What you need to do ::
1. In the article on Australian property searches during COVID-19, which two places recorded the most moderate week-on-week increases in buyer search activity?
2. List every Australian state or territory named in the article on property searches during COVID-19.
3. Rewrite the paragraph of the article on property searches during COVID-19 that begins "If properties are priced to sell" more briefly, keeping its main facts.

Extract ::
Australian homebuyers and renters are increasingly searching for homes despite the economic impacts of the COVID-19 outbreak, according to a report from REA Group.
Cameron Kusher, executive manager at REA Group, said search activity on realestate.com.au has surged over the past week and is considerably higher than last year.
"Buyer search activity was higher week-on-week across all states and territories, with the greatest increases recorded in Victoria and New South Wales, while the most moderate increases were in the Australian Capital Territory and Queensland," he said.
Search activity for rental properties also increased, particularly in New South Wales and Victoria.
Kusher said the increased searching activity is a good sign for property sellers and landlords, even if it might not necessarily translate into a sale or a rental agreement.
"Although fewer new properties continue to come to the market, Australians remain extremely interested in residential property throughout COVID-19. Search activity for properties up for sale and rent remains high and continues to trend higher," Kusher said.
Real estate agents at Raine & Horne said some markets continue to see activity from "motivated buyers".
Sydney's eastern suburbs were amongst the housing markets that remained active amid the unprecedented challenges posed by COVID-19, said Paul Spanoudakis, principal at Raine & Horne Maroubra.
"There are people who have preapproved mortgages and are motivated to buy now. It's a great time for these people to buy with interest rates at historic lows," he said.
In the south-western suburbs of Adelaide, sales this month have already surpassed March figures, said John Cullen, principal of Raine & Horne Kurralta Park.
"Buyer numbers are still strong, and there are plenty around who have finance in place looking to make a move," he said.
Cullen said sellers are more likely to attract buyers if they are flexible with their asking prices.
"If properties are priced to sell by their vendors, then they are selling. If vendors are sticking to pre-COVID prices, then they won't sell. In this situation, the experienced real estate agents are sheltering their vendors from opportunist buyers who are making these significant lowball offers," he said.

Extracted material ::
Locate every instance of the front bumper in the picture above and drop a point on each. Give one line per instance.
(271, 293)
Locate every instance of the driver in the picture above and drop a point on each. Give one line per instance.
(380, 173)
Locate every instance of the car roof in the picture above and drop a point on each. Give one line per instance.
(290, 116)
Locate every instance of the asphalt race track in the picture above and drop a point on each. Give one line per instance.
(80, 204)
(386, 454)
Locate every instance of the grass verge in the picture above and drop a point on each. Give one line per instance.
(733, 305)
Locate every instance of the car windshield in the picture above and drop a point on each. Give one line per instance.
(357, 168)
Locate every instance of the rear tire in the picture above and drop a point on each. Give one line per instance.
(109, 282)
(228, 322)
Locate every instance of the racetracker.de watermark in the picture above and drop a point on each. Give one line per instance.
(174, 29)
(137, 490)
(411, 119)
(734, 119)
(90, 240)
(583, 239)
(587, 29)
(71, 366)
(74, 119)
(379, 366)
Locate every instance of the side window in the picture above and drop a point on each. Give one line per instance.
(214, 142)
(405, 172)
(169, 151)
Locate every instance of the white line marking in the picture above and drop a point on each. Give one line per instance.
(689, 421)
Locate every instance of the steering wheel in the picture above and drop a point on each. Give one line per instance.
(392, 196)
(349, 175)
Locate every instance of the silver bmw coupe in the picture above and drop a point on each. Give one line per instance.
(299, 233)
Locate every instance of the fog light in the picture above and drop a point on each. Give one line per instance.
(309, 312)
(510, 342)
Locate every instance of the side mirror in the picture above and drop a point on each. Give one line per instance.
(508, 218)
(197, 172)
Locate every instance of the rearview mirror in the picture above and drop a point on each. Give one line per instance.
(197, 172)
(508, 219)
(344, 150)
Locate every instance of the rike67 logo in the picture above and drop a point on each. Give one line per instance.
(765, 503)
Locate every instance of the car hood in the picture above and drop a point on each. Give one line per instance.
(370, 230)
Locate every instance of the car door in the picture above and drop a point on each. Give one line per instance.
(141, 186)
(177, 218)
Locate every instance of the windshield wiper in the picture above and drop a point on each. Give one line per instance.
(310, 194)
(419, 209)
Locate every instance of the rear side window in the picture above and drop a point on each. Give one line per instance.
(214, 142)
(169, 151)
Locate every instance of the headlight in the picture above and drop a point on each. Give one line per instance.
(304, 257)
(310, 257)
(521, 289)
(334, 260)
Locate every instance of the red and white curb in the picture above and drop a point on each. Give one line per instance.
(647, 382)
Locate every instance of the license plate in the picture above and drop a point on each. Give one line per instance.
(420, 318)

Responses ::
1. The Australian Capital Territory and Queensland.

2. Victoria, New South Wales, the Australian Capital Territory, and Queensland.

3. Cullen said properties priced to sell are selling, but those held at pre-COVID prices won't sell, and experienced agents are protecting vendors from opportunist buyers making large lowball offers.